- Natural language region descriptions:
————————

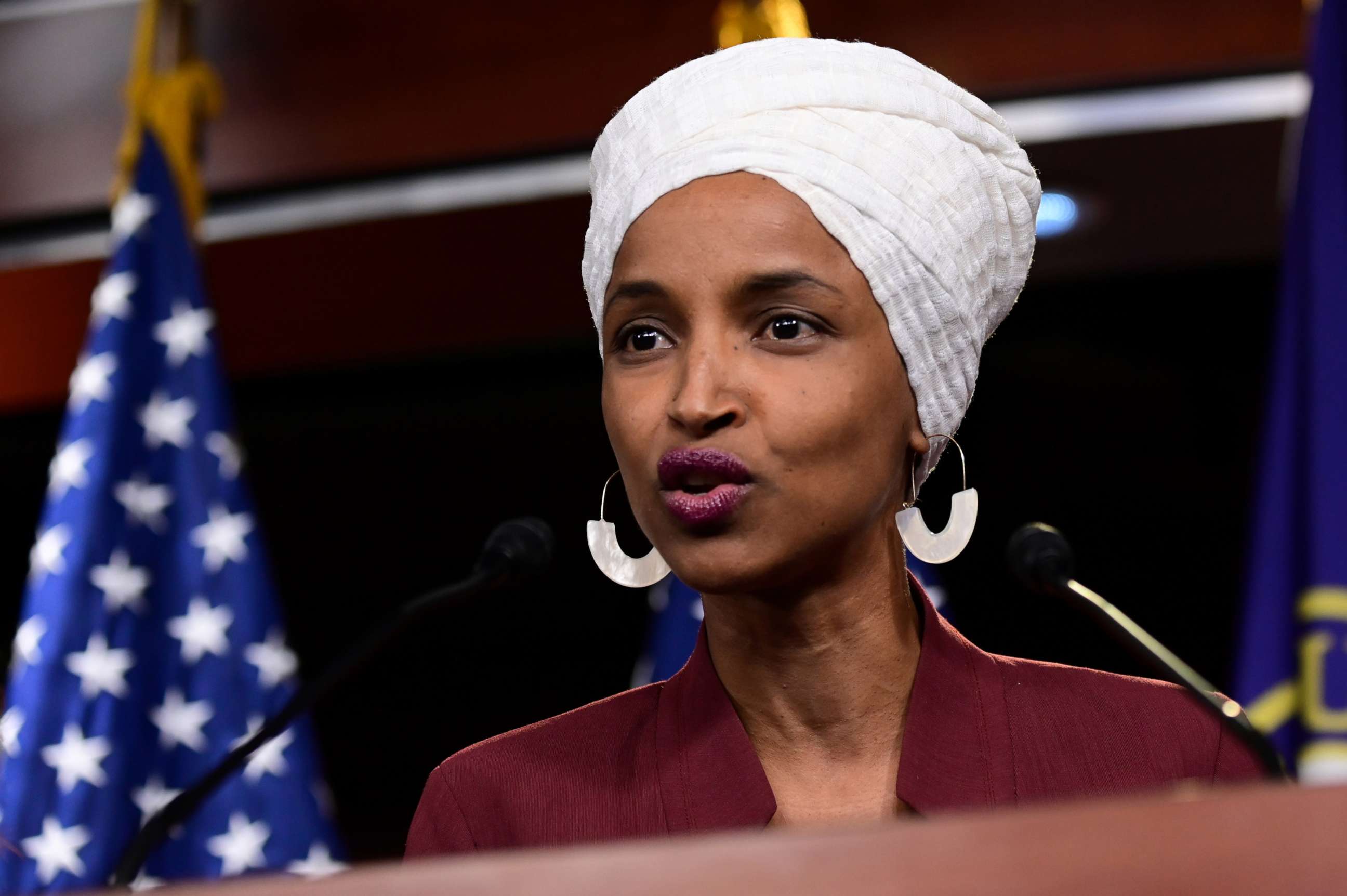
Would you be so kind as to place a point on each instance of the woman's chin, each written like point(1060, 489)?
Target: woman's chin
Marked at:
point(716, 569)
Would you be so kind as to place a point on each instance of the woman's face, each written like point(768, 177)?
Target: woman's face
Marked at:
point(736, 324)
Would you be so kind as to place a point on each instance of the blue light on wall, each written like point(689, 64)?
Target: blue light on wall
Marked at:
point(1058, 213)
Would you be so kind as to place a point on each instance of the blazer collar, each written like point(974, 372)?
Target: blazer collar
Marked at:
point(956, 742)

————————

- Assignment: Scan the data above; copy every line where "blazer" appears.

- Your solution:
Would you be so kind as to place a point on each instance of the blazer collar, each written like point(974, 372)?
Target: blazer collar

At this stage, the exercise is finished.